The bottom line of the batting box score does not give away much.

Under the Western Oregon side of the box score in the second game of a fast pitch double header from last weekend, the end of the batting statistics read, simply, “HR-Tucholsky (1).”

But as the nation has come to find out over the last few days, there is much more to that one line than a simple statistics.

Thanks to ESPN and practically every major news outlet, nearly everyone knows the story behind it.

Western Oregon senior shortstop Sara Tucholsky hit her first career home run, and then, in between first and second base, tore her ACL. Her first career home run would come in her final career at bat.

Tucholsky had become so excited about her home run that she had forgotten to touch second base, and in wheeling around to go back, had ripped the ligament. In order to get credit for her only home run, she had to finish her lap around the bases without being substituted for or being touched by her own teammates. So Central Washington first baseman Mallory Holtman, who, with exactly 34 more career home runs than Tucholsky, is CWU’s all-time home run leader, grabbed teammate Liz Wallace and carried Tucholsky around the bases, allowing her to touch each one as they went by.

Ultimately, that act of sportsmanship cost the Wildcats the game, as WOU hung on for a 4-2 win.

Holtman saw plenty of losses during her time at Columbia High School in White Salmon, where her team managed just one winning season during her four years, but she played well enough to earn a half-scholarship to CWU for softball. To say that investment has paid off big time for CWU would be an understatement. Holtman is the career leader in eight offensive categories for the Wildcats, and now is certainly the leader in once-in-a-lifetime memories as well.

• Record extracts:
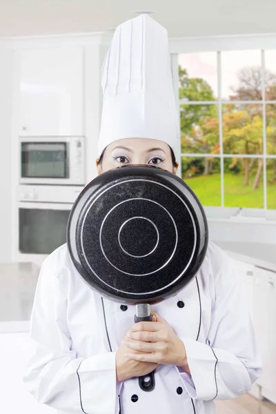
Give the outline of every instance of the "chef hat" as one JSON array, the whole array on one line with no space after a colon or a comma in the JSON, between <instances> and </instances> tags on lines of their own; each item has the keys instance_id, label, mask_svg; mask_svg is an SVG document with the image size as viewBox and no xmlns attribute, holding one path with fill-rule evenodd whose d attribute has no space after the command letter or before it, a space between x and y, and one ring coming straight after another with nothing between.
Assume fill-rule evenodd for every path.
<instances>
[{"instance_id":1,"label":"chef hat","mask_svg":"<svg viewBox=\"0 0 276 414\"><path fill-rule=\"evenodd\" d=\"M167 30L148 14L119 25L101 70L103 92L98 157L111 142L149 138L179 151Z\"/></svg>"}]
</instances>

• Requests:
1. Can you format every line of the listing as a JSON list of strings, one string per line, skipping blank lines and leaving out the pictures?
2. Can you resume the softball article, picking up right after its final sentence?
The softball article and the listing were taken from unrelated sources.

• Responses to the tasks:
1.
[
  "Give the outline of every instance of the \"chef hat\" as one JSON array, the whole array on one line with no space after a colon or a comma in the JSON, between <instances> and </instances> tags on lines of their own; each item has the keys instance_id, label, mask_svg; mask_svg is an SVG document with the image size as viewBox and no xmlns attribute, holding one path with fill-rule evenodd whose d attribute has no space after the command letter or before it, a space between x and y, and one ring coming straight after another with nothing between.",
  "Assume fill-rule evenodd for every path.",
  "<instances>",
  "[{\"instance_id\":1,\"label\":\"chef hat\",\"mask_svg\":\"<svg viewBox=\\\"0 0 276 414\\\"><path fill-rule=\\\"evenodd\\\" d=\\\"M167 30L148 14L119 25L101 70L103 92L98 157L111 142L149 138L179 151Z\\\"/></svg>\"}]",
  "</instances>"
]

2.
Some are calling it the greatest act of sportsmanship they have ever seen.

I don’t know if I would go that far,

It was not so much an act of sportsmanship as it was an act of humanity.

Holtman simply followed the golden rule of treat others how you would like to be treated.

She definitely gets credit as well for being quick-thinking about the rule book. While the WOU coaches were trying to decide whether or not to put in a pinch runner for Tucholsky, Holtman realized that even though the injured player’s own teammates could not help her, the rules said nothing about the defensive players being able to help.

Seeing a fellow player down, she did the same thing I would hope anyone would do: find a way to help.

In interviews with ESPN this week, all three players involved said they never expected the event to become as big as it did. How often do the Central Washington and Western Oregon softball programs make the front of practically every sports news Web site?

Their actions went beyond “showing us what sports is about”; instead, it gave us all a reminder that there is something we can do every day to better the lives of those around us. Just treat others how we would like to be treated.